> _Source_
###
= Marlene Morreis =

Austrian actress

Marlene Morreis (born 21 December 1976 in Schärding, Upper Austria, is an Austrian actress.

== Life and career ==
Marlene Morreis was born in 1976 in Schärding in Upper Austria. She attended a rural primary school, then she went to the grammar school and successfully completed her Matura (A Levels). She then began studying Nordic philology in Munich. After spending a year abroad in Linköping, Sweden and returning to Munich, she was hired by Klaus Lemke in 2002 as a student waitress and doorkeeper at The Atomic Café in Munich for a role in the feature film Running Out of Cool. She then performed on stage at the Munich Lustspielhaus and then took a six-month sabbatical in Alaska, where she worked in a bar.

In 2005, Morreis began her acting training at The New School for Drama in New York City, which she graduated in 2008 with a Master of Fine Arts.

From 2008, Morreis worked in numerous independent productions in the USA, until 2010 when her artist's visa for a leading role in an episode expired. So, in 2011, she returned to Munich. Here she acted in films and television productions such as Don't You Believe It! or Der Alte (The Old Fox). In the television series Schafkopf - A bissel was geht immer, which was broadcast on ZDF in November 2012, she played the starring role for the first time.

In 2015, she played the leading role in the four-part ZDF comedy series Komm schon!. In 2020, Morreis starred alongside Hannelore Elsner in their last film Lang lebe die Königin ("Long Live the Queen") as her daughter and TV host, Nina Just.
###
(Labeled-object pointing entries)

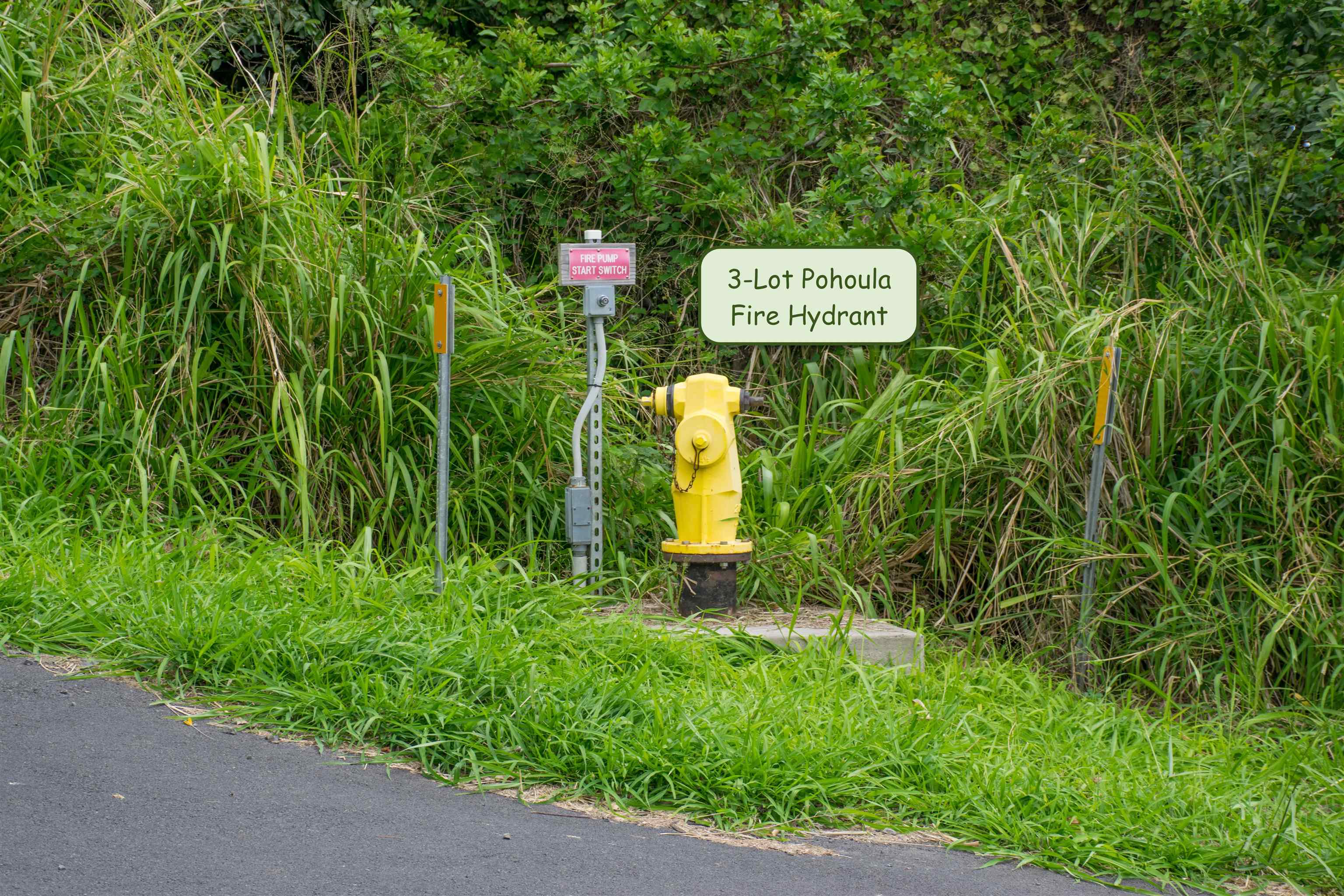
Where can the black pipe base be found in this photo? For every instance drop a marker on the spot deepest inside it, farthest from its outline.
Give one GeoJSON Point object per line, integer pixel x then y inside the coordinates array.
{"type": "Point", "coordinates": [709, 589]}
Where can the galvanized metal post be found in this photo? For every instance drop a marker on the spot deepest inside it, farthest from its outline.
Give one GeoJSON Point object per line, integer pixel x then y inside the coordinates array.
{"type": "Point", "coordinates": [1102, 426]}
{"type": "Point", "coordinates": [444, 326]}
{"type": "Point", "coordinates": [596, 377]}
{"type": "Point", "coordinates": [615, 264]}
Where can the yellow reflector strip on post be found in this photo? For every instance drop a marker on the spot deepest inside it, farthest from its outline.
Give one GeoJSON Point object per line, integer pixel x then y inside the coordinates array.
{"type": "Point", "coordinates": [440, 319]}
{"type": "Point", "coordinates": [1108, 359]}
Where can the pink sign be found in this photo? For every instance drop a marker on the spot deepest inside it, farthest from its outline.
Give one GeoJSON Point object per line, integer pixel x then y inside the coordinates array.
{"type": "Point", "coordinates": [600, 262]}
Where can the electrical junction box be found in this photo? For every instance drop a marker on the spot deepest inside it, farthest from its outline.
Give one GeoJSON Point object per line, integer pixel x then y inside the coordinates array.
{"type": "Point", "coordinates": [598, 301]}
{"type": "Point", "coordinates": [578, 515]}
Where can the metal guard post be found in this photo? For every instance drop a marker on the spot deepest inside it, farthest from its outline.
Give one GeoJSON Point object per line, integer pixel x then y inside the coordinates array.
###
> _Exercise_
Can you repeat the part of the article on Marlene Morreis from "From 2008, Morreis" up to and including "the first time.", switching "Munich" to "Vienna"?

> _Task solution_
From 2008, Morreis worked in numerous independent productions in the USA, until 2010 when her artist's visa for a leading role in an episode expired. So, in 2011, she returned to Vienna. Here she acted in films and television productions such as Don't You Believe It! or Der Alte (The Old Fox). In the television series Schafkopf - A bissel was geht immer, which was broadcast on ZDF in November 2012, she played the starring role for the first time.